## Work instruction
Copy the listing exactly, leaving out every picture.

## Given information
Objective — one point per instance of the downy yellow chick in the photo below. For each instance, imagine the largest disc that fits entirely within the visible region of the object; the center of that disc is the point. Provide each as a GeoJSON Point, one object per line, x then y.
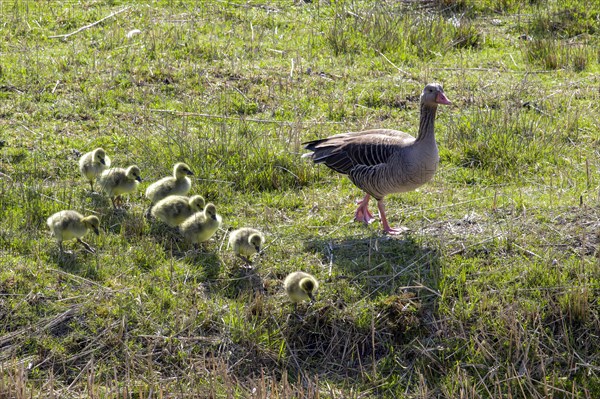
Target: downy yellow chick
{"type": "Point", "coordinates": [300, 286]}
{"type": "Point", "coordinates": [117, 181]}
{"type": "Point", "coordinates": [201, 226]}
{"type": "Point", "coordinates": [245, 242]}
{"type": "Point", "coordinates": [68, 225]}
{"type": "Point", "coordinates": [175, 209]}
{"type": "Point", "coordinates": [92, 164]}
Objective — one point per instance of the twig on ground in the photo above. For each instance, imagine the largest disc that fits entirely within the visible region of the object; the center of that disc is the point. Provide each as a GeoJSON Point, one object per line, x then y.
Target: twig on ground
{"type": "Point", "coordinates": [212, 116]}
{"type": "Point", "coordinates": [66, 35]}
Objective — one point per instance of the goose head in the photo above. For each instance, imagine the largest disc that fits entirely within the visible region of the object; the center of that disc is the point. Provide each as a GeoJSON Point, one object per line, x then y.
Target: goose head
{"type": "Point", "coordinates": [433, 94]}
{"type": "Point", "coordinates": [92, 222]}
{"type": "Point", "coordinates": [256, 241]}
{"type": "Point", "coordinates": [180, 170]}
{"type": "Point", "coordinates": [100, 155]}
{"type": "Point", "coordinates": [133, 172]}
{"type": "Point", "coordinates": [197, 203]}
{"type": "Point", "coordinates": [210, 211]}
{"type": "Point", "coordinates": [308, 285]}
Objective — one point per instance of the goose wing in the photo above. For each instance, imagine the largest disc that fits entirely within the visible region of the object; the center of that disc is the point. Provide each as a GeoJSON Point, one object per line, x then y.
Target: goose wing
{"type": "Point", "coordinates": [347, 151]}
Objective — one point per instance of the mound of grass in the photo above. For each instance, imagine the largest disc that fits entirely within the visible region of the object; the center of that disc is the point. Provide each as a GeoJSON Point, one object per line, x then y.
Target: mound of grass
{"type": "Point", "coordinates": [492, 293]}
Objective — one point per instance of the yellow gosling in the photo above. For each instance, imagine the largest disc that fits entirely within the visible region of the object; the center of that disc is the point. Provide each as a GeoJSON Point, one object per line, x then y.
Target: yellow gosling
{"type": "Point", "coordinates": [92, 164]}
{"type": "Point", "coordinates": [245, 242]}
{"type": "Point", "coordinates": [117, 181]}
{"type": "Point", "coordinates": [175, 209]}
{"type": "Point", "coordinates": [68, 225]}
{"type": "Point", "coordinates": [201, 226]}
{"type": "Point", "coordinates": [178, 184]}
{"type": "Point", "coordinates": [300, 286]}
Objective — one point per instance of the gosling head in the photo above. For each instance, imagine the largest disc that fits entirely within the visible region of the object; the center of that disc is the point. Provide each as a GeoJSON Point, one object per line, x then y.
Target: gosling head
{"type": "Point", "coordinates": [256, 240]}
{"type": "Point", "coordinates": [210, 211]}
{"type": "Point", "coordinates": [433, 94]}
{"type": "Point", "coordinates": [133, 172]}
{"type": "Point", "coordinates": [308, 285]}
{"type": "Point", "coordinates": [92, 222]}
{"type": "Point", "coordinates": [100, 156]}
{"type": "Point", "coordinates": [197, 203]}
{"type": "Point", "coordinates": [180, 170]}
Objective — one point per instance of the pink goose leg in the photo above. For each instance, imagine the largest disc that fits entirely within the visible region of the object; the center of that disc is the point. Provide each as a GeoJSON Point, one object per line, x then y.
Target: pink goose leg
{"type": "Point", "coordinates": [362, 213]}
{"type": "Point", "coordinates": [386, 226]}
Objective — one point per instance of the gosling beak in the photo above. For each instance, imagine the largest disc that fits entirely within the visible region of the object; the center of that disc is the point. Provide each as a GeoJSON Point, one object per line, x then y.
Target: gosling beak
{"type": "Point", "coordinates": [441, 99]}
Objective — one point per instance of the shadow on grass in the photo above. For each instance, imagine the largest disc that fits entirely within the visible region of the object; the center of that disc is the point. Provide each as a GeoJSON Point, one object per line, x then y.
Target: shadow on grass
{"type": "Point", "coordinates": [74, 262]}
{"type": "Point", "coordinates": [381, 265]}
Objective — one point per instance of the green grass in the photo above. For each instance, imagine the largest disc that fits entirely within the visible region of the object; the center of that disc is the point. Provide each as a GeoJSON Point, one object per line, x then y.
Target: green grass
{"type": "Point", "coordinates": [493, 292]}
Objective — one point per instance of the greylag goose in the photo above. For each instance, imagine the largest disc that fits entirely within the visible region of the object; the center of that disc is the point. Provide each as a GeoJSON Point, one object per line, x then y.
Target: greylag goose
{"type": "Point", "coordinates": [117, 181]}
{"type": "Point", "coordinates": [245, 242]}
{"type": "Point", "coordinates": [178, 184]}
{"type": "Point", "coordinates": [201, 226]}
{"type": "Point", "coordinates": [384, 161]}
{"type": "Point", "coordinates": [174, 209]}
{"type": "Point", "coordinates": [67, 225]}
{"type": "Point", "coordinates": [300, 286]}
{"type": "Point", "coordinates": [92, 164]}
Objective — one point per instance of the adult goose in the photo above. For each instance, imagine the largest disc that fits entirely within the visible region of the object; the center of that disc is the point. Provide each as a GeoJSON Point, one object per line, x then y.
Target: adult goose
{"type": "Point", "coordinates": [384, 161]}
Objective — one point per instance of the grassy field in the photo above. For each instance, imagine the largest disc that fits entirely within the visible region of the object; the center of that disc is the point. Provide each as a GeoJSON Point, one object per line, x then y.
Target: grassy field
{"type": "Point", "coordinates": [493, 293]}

## Task response
Objective — one point per instance of the downy yellow chick in the photo below. For each instance, imagine the largest disc that fits entirely within the visible region of the object; the center of that disc is the point. Provide each as a GeoJSON Point, one object per line, x then y.
Target: downy yellow chick
{"type": "Point", "coordinates": [300, 286]}
{"type": "Point", "coordinates": [117, 181]}
{"type": "Point", "coordinates": [201, 226]}
{"type": "Point", "coordinates": [245, 242]}
{"type": "Point", "coordinates": [68, 225]}
{"type": "Point", "coordinates": [175, 209]}
{"type": "Point", "coordinates": [92, 164]}
Objective — one point per instance of the twig on ground in the photo above. For each instance, imagine the largest disc that fits entirely within the visible region of the object; the center of that disc is the point. Provide each as a GeoJSON Point, one object per line, x then y.
Target: twig on ground
{"type": "Point", "coordinates": [212, 116]}
{"type": "Point", "coordinates": [66, 35]}
Objective — one point per instance of the goose head in the photo above. For each instance, imagine the largest disc that fits entirely within the visible region of the object; the center of that disc is the point. Provide each as a GeoJSON Point, one object per line, x then y.
Target: goose head
{"type": "Point", "coordinates": [433, 94]}
{"type": "Point", "coordinates": [92, 222]}
{"type": "Point", "coordinates": [256, 241]}
{"type": "Point", "coordinates": [180, 170]}
{"type": "Point", "coordinates": [100, 155]}
{"type": "Point", "coordinates": [133, 172]}
{"type": "Point", "coordinates": [197, 203]}
{"type": "Point", "coordinates": [210, 211]}
{"type": "Point", "coordinates": [308, 285]}
Objective — one point per instance of the goose wing in the photo above. For each instance, imagine the largest disc that fits entirely within the visible region of the object; the center of that disc is the point. Provide each as a GeoJSON Point, one object per line, x then y.
Target: goose wing
{"type": "Point", "coordinates": [347, 151]}
Objective — one point per instance of the mound of grass in the photo above. For each instance, imagine the largest disc that fits entirely within the visible region of the object; the center of that disc is the point. Provide each as a GeoJSON Point, one object per line, x then y.
Target: mound of grass
{"type": "Point", "coordinates": [492, 293]}
Objective — one point per instance of the yellow gosling in the photo above. For each instance, imagine the largest disc that fits entirely within the visible region of the object; the center of that disc is the point. Provide each as a GeoJSON Point, one object per line, x then y.
Target: yellow gosling
{"type": "Point", "coordinates": [92, 164]}
{"type": "Point", "coordinates": [245, 242]}
{"type": "Point", "coordinates": [117, 181]}
{"type": "Point", "coordinates": [175, 209]}
{"type": "Point", "coordinates": [68, 225]}
{"type": "Point", "coordinates": [201, 226]}
{"type": "Point", "coordinates": [178, 184]}
{"type": "Point", "coordinates": [300, 286]}
Objective — one point per instance of the gosling head in the photo above. For each instance, imagine the largest disc that fits entirely within the visible region of the object; the center of that disc is the point. Provide each as a GeoJSON Point, one object per line, x then y.
Target: gosling head
{"type": "Point", "coordinates": [256, 240]}
{"type": "Point", "coordinates": [210, 211]}
{"type": "Point", "coordinates": [433, 94]}
{"type": "Point", "coordinates": [133, 172]}
{"type": "Point", "coordinates": [308, 285]}
{"type": "Point", "coordinates": [92, 222]}
{"type": "Point", "coordinates": [100, 156]}
{"type": "Point", "coordinates": [197, 203]}
{"type": "Point", "coordinates": [180, 170]}
Objective — one point per instance of the pink goose leg in the photo above. For each instance, imagine the largest disc that fits entirely within the visible region of the object; the center of that disc is the point. Provide each as a GeoJSON Point, one object per line, x then y.
Target: pink goose leg
{"type": "Point", "coordinates": [362, 213]}
{"type": "Point", "coordinates": [386, 226]}
Objective — one point per instance of the gosling beak in the photo above. For each instance, imagine the largest disc that fits entirely within the visible region of the object; the center of that disc is the point. Provide each as a GeoJSON Point, one object per line, x then y.
Target: gosling beak
{"type": "Point", "coordinates": [441, 99]}
Objective — one point per instance of the shadow on grass in the photo above. For each instance, imagine the largest disc that fits entirely within the visible region of the object; the center of that disc is the point. Provide each as a GeoJSON Point, one object per line, x then y.
Target: shadow on grass
{"type": "Point", "coordinates": [74, 262]}
{"type": "Point", "coordinates": [381, 265]}
Objective — one point per instance of the green grass in the photo above. For each instance, imagine the largest disc that fits entirely within the visible region of the object; the center of that disc is the point. Provide each as a GeoJSON Point, one object per line, x then y.
Target: green grass
{"type": "Point", "coordinates": [493, 292]}
Objective — one point per instance of the greylag goose in the photo above. For each instance, imagine the largest disc that fits entirely within the visible region of the object; the center of that disc is the point. Provide each as a GeoJSON Point, one object per line, x then y.
Target: greylag goose
{"type": "Point", "coordinates": [117, 181]}
{"type": "Point", "coordinates": [245, 242]}
{"type": "Point", "coordinates": [178, 184]}
{"type": "Point", "coordinates": [201, 226]}
{"type": "Point", "coordinates": [384, 161]}
{"type": "Point", "coordinates": [174, 209]}
{"type": "Point", "coordinates": [67, 225]}
{"type": "Point", "coordinates": [300, 286]}
{"type": "Point", "coordinates": [92, 164]}
Objective — one point per instance of the adult goose in the photo above. For each instance, imagine the largest disc that fits entirely within the visible region of the object; the center of that disc is the point. Provide each as a GeoJSON Point, one object per line, x then y.
Target: adult goose
{"type": "Point", "coordinates": [384, 161]}
Objective — one point per instance of the grassy field in the photo above. For each instance, imagine the largest disc that fits entirely within the visible region of the object; the center of that disc is the point. Provide each as a GeoJSON Point, one object per line, x then y.
Target: grassy field
{"type": "Point", "coordinates": [493, 293]}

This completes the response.